A block of data

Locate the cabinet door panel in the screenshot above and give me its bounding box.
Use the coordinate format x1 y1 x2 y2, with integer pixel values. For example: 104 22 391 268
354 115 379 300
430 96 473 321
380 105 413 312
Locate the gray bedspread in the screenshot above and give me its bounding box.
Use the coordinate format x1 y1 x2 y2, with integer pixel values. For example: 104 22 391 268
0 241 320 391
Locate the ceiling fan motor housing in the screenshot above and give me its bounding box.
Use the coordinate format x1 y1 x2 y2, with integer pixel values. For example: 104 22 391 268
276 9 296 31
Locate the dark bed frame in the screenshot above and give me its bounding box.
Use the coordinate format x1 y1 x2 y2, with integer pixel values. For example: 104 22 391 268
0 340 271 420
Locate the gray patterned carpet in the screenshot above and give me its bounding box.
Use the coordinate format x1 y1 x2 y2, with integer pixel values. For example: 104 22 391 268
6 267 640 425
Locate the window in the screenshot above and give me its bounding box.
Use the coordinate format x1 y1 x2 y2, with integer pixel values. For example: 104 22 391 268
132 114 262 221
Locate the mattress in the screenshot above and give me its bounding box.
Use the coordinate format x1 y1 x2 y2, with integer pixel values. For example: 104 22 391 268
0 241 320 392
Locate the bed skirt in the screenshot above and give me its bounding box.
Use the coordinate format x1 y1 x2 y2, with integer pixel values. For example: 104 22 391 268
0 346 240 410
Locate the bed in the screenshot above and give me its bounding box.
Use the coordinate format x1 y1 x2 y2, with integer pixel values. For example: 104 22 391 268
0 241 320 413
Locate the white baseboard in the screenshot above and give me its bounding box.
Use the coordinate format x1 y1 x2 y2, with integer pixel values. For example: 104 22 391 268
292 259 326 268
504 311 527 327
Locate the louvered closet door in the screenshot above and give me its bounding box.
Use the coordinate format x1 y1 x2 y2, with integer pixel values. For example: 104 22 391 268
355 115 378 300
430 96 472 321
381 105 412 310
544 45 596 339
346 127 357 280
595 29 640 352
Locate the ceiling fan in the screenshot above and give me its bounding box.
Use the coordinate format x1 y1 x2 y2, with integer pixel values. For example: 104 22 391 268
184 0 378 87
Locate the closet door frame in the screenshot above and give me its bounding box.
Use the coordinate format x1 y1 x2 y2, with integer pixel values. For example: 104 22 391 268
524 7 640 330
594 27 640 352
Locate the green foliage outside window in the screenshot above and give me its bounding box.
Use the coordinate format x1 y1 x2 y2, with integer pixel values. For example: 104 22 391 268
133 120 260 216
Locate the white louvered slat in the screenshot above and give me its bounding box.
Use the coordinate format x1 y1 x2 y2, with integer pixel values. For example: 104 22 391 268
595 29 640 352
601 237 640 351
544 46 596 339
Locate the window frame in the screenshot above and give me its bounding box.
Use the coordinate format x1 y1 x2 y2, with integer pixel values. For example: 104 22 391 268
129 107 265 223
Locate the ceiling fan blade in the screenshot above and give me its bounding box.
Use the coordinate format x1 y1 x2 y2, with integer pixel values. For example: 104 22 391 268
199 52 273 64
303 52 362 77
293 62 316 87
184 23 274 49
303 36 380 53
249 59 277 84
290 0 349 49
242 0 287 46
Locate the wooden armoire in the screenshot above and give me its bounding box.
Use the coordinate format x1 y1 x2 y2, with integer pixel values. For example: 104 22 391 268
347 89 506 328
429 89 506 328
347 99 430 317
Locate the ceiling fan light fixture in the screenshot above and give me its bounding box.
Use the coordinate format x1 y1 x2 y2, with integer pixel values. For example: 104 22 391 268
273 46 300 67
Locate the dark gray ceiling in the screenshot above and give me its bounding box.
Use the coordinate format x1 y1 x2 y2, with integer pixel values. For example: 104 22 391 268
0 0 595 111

Work to do
Extract the complete listing above, reproducing each line exactly.

Result
Locate the cabinet door panel in the screenshot above and give me its bounding box.
Use the coordinate format x1 y1 x2 y2, with integer pixel values. For example: 104 22 391 268
354 115 379 300
430 96 473 321
380 105 413 312
Locate the gray bedspread in the screenshot above and give me its bounding box.
Use the coordinate format x1 y1 x2 y2, with integer pixel values. For example: 104 22 391 268
0 241 320 391
Locate the ceiling fan motor housing in the screenshot above and give me its bounding box.
Use the coordinate format x1 y1 x2 y2, with integer pixel values. For example: 104 22 391 268
276 9 296 31
Locate the dark bed frame in the screenshot above and give me its bounding box.
Use the coordinate format x1 y1 x2 y2, with integer pixel values. For example: 104 22 391 268
0 340 271 420
Locate the gray patterned carpet in the screenshot above and give me its bounding box.
Use the coordinate format x1 y1 x2 y2, with integer pixel values. For example: 104 22 391 268
6 267 640 425
Locate the window in the screenshot above and give me its bounding box.
Use the coordinate format x1 y1 x2 y2, with integer pixel values. For example: 104 22 391 268
132 114 262 221
Locate the mattress in the screenshot above and give me its bounding box.
Use the coordinate format x1 y1 x2 y2, with integer pixel values. For example: 104 22 391 268
0 241 320 392
Locate the bed skirt in the screenshot above and give me its bounding box.
Use the coordinate format x1 y1 x2 y2, with integer pixel values. For example: 104 22 391 268
0 346 240 410
Locate the bed in the screenshot above and give me its bounding box.
Use the coordinate format x1 y1 x2 y2, with integer pixel values. For example: 104 22 391 268
0 241 320 413
Locate the white baseboard in the screenshot above and give me its bounding box.
Use the coordinate format x1 y1 x2 y2, with integer pixel values. For example: 104 22 391 268
292 259 326 268
504 311 527 327
Locate the louvered closet door in the screenshot above and give me its bounding box.
Use the coordinate format x1 y1 x2 y2, with integer pixel values. For example: 104 22 391 268
355 115 378 300
430 96 472 321
381 105 412 310
544 45 596 339
346 127 357 280
595 29 640 352
Locate the ceiling fan in the screenshot above and give me its bounding box.
Use the coordinate format x1 y1 x2 y2, with integer pixel values. For example: 104 22 391 268
184 0 378 87
Locate the closet door frame in the screenshot above and give me its bounding box.
Use the coordinate format x1 y1 x2 y2, with integer pixel values. For example: 104 22 391 268
524 7 640 330
594 27 640 352
Locate the green foliage outside window in the screenshot above and give me its bounding box.
Use the coordinate format x1 y1 x2 y2, with integer pixel values. For example: 104 22 391 268
133 120 260 216
Locate the white louvered slat in the screenshot above and give me its bounding box.
Use the coordinate format x1 y1 x2 y2, with integer pixel values. For example: 104 22 391 268
595 29 640 352
601 237 640 351
544 46 596 339
Locate the window frame in the screenshot above and give me its bounding box.
Use the coordinate format x1 y1 x2 y2, with integer pixel values. For example: 104 22 391 268
129 107 265 223
Locate the ceiling fan blade in the screenshot above and give me its bounding box.
Use the coordinate format x1 y1 x2 y2, with integer pixel values. For example: 104 22 391 268
199 52 273 64
303 52 362 77
293 62 316 87
184 23 274 49
303 36 380 53
249 59 277 84
290 0 349 49
242 0 287 46
Locate the wooden armoire in the screenshot above and give me its bounding box.
Use the coordinate format x1 y1 x2 y2, with integer pixel values. For example: 104 22 391 268
347 89 506 328
429 89 506 328
347 99 430 317
Locate the ceiling fan light fixture in the screenshot above and give me its bounding box.
Use the coordinate format x1 y1 x2 y2, with integer pixel values. For example: 104 22 391 268
273 46 300 67
Locate the dark gray ceiling in the screenshot above and give me its bounding box.
Use the coordinate format x1 y1 x2 y2, with integer pixel values. For example: 104 22 391 268
0 0 595 111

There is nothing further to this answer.